SET EXERCISE:
Please write out the lines of the listing below verbatim, starting with the line that contains "Emit one marker per instance in this form: [(150, 144)]." and going on through the line that contains "[(851, 249)]", with both of those lines included.

Location identification items:
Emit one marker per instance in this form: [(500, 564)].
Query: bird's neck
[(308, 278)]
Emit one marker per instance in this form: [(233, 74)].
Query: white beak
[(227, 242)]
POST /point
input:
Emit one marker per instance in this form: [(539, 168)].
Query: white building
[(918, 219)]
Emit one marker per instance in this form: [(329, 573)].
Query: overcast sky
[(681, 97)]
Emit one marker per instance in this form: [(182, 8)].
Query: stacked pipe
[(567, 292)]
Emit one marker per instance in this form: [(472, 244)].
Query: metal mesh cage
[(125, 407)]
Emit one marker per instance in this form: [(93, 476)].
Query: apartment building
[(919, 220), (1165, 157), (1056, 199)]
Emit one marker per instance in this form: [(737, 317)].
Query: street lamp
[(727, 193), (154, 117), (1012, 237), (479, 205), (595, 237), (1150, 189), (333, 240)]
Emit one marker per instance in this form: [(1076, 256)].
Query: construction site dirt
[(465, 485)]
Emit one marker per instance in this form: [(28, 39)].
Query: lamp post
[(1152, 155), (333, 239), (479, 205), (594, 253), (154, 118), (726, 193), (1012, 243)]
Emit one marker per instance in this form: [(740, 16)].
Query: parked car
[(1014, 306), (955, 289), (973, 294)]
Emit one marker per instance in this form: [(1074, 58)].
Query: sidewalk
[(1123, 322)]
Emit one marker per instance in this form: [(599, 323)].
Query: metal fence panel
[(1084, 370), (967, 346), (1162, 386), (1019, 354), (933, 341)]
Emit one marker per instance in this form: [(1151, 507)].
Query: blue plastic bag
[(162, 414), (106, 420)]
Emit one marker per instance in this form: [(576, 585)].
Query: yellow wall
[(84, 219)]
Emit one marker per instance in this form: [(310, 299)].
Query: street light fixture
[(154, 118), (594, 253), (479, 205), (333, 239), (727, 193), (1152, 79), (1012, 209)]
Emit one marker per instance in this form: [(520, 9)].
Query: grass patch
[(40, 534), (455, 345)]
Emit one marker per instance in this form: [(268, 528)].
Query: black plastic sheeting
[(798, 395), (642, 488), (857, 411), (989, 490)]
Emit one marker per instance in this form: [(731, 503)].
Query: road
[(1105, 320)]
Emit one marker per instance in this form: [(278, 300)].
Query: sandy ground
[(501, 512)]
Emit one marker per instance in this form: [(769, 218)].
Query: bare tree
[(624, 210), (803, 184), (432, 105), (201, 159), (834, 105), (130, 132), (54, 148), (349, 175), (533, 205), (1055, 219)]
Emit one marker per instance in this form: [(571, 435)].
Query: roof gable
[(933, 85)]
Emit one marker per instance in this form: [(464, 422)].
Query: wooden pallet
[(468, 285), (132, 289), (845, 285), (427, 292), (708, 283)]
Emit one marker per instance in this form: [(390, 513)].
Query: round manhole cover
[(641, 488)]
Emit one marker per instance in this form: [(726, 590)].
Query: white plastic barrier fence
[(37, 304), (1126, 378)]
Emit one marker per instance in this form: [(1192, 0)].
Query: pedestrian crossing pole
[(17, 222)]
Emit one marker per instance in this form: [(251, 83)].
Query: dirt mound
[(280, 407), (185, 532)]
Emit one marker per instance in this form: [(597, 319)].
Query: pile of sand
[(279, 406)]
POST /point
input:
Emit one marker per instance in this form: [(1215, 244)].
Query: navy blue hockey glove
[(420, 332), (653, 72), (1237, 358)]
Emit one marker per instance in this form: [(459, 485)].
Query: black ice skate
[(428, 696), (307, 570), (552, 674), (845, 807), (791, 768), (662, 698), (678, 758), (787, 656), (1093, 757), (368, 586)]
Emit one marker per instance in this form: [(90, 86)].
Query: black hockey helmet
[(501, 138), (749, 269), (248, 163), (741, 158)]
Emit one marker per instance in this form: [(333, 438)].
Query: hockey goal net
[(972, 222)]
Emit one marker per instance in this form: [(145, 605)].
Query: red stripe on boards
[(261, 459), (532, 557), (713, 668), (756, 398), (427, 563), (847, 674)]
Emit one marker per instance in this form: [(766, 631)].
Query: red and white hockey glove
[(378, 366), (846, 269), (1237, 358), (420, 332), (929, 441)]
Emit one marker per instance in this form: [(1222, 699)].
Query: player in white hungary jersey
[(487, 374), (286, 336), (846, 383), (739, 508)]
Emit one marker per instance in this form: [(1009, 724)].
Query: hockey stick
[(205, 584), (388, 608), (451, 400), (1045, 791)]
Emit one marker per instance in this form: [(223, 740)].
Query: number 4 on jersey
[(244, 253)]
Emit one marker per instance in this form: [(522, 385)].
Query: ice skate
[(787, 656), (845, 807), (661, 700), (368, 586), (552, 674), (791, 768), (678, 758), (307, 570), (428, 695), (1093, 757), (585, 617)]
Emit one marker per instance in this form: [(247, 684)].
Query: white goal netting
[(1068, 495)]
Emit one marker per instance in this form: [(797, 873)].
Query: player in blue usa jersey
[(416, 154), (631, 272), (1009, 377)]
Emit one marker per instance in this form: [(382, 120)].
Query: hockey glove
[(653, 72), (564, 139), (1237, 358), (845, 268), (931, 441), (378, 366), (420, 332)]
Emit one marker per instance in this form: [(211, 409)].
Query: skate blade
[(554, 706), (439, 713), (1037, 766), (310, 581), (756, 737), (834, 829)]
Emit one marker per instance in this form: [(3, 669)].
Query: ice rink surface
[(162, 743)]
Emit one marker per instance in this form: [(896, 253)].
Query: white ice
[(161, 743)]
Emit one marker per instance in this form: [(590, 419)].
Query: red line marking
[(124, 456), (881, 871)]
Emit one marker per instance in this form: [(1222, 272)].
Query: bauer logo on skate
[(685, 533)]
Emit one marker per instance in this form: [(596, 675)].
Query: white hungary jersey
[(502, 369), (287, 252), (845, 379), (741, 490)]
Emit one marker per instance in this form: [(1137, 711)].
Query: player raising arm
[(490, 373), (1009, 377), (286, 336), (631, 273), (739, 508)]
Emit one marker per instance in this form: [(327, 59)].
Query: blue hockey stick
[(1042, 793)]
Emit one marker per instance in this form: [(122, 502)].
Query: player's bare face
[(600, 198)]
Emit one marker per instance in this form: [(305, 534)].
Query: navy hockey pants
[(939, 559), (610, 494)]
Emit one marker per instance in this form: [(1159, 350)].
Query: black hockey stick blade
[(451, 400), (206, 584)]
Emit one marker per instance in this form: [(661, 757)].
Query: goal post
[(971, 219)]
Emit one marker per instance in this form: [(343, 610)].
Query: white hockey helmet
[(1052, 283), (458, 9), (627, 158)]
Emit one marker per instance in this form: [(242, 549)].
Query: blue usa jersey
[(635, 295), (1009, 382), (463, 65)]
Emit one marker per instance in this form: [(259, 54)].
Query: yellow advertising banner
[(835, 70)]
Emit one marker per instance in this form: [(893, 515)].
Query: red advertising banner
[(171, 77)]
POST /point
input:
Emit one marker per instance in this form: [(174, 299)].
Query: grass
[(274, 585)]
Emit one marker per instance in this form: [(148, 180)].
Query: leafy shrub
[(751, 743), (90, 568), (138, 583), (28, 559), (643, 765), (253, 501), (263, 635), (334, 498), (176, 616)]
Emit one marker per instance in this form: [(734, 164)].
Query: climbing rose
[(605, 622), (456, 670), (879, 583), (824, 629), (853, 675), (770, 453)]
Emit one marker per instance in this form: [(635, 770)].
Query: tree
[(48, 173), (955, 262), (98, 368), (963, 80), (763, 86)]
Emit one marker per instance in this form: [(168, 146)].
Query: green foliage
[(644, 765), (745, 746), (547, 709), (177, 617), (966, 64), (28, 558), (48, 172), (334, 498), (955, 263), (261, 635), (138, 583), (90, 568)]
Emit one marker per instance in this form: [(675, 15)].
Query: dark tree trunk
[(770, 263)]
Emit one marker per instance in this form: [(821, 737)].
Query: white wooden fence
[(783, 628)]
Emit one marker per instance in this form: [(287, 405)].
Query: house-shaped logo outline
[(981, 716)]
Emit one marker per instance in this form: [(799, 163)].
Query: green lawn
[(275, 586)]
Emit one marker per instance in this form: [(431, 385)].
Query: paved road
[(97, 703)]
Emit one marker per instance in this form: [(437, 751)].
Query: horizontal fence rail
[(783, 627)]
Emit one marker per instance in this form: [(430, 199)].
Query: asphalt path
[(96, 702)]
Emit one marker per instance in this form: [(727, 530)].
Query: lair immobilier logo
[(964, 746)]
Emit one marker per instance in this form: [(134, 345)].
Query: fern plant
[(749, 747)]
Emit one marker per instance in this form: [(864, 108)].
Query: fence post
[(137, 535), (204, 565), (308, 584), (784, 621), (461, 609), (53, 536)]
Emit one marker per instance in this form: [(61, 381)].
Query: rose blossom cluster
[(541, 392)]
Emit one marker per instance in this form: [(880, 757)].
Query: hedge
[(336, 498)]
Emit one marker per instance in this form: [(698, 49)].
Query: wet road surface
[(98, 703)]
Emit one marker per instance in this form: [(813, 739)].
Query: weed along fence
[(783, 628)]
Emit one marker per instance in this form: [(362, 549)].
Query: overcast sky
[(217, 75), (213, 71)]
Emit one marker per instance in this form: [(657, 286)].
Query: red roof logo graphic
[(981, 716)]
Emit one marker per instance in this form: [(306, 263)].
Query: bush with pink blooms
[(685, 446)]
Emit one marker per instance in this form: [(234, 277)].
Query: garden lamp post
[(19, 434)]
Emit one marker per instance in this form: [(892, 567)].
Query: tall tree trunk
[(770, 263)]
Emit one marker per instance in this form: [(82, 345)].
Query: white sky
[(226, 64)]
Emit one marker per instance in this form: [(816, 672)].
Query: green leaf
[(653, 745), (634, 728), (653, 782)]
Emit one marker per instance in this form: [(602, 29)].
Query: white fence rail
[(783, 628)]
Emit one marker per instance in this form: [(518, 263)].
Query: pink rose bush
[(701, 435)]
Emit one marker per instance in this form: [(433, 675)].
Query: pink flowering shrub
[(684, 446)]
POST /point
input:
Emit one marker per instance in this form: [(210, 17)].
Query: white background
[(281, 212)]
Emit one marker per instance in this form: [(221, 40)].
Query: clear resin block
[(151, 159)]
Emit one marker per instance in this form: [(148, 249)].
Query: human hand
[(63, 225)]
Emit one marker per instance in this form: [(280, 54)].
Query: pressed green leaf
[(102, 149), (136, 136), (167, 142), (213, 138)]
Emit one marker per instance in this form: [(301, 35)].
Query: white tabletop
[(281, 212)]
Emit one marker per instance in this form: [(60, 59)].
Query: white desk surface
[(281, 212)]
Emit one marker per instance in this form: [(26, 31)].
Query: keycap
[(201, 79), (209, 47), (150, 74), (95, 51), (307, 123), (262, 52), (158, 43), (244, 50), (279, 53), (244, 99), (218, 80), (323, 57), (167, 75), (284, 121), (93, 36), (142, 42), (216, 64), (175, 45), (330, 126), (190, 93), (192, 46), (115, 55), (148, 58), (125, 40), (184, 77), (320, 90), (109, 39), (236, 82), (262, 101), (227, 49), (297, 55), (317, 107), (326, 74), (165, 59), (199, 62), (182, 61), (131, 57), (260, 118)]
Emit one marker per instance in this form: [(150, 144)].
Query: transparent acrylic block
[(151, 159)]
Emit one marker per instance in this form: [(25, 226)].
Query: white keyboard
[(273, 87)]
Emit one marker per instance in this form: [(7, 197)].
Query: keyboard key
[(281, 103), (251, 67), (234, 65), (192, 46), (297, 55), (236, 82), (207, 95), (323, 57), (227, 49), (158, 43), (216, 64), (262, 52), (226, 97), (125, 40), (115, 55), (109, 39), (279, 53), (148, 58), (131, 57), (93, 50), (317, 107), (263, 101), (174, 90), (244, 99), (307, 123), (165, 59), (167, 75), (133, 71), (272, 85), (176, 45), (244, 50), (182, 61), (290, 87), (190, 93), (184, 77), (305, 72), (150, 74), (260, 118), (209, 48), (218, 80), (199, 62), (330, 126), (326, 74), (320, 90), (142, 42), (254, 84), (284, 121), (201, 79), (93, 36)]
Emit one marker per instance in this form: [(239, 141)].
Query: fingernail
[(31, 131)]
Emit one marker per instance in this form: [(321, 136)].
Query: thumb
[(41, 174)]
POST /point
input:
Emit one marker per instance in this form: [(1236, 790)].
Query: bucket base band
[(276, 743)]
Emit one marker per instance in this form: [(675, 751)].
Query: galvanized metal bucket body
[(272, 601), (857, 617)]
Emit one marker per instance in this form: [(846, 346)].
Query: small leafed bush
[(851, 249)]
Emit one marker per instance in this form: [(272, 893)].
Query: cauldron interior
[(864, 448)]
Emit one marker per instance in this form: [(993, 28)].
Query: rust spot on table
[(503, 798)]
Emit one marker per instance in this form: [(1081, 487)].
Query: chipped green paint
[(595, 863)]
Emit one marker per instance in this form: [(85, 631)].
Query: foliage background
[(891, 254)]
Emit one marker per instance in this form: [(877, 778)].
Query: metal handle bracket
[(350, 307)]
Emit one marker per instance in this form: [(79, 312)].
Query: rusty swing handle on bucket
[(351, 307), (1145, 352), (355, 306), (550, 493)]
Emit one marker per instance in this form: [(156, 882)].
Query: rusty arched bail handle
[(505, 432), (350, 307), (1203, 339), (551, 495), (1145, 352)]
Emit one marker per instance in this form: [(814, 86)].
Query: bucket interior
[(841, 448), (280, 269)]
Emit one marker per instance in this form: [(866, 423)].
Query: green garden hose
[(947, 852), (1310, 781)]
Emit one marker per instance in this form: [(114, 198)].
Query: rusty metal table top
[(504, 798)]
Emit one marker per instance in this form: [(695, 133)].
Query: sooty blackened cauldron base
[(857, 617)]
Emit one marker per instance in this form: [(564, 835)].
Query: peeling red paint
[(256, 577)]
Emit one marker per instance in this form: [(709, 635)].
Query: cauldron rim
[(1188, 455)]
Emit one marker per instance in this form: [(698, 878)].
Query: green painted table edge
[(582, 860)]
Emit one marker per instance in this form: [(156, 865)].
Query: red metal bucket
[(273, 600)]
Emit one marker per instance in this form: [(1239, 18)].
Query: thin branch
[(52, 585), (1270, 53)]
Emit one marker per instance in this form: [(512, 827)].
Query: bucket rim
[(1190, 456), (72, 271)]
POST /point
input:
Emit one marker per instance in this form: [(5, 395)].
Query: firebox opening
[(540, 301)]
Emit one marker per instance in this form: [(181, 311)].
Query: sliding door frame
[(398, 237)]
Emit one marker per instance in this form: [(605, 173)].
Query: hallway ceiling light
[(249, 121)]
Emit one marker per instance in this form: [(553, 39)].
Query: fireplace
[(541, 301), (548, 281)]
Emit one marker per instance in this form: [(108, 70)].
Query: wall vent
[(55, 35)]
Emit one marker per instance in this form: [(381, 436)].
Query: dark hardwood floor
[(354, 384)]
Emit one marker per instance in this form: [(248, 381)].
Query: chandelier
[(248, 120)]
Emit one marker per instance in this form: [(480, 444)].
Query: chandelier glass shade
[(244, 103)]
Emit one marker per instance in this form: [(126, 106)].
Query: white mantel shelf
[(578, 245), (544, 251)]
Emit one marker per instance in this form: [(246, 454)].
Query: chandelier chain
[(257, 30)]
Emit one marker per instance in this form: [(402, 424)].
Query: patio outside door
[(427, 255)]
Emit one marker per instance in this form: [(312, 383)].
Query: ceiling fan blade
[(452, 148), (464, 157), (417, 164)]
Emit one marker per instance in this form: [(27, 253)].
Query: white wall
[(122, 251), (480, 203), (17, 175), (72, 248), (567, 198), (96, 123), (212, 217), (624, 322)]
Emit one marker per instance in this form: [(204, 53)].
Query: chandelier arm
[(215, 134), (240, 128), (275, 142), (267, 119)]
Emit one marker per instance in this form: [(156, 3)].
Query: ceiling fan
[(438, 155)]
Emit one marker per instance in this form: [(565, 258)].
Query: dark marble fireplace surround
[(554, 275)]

EXPECTED ANSWER:
Emit one marker per instance in this form: [(150, 144)].
Query: transparent acrylic block
[(151, 159)]
Emit one marker per instance in this form: [(25, 226)].
Query: white keyboard
[(273, 87)]
Emit one marker per instance in this form: [(7, 197)].
Query: keyboard key
[(281, 103), (251, 67), (234, 65), (192, 46), (297, 55), (236, 82), (207, 95), (323, 57), (227, 49), (158, 43), (216, 64), (262, 52), (226, 97), (125, 40), (115, 55), (109, 39), (279, 53), (148, 58), (131, 57), (93, 50), (317, 107), (263, 101), (174, 90), (244, 99), (307, 123), (165, 59), (167, 75), (133, 71), (272, 85), (176, 45), (244, 50), (182, 61), (290, 87), (190, 93), (184, 77), (305, 72), (150, 74), (260, 118), (209, 48), (218, 80), (199, 62), (330, 126), (326, 74), (320, 90), (142, 42), (254, 84), (284, 121), (201, 79), (93, 36)]
Emit one marker per instance in this form: [(239, 141)].
Query: fingernail
[(31, 131)]
Emit one marker per instance in this form: [(321, 136)].
Query: thumb
[(41, 174)]
POST /point
input:
Emit one marker per instance in this form: [(1236, 790)].
Query: bucket base band
[(276, 743)]
Emit one marker per instance in this form: [(675, 751)].
Query: galvanized metal bucket body
[(272, 601), (857, 617)]
Emit one marker per instance in this form: [(846, 346)].
Query: small leafed bush
[(851, 249)]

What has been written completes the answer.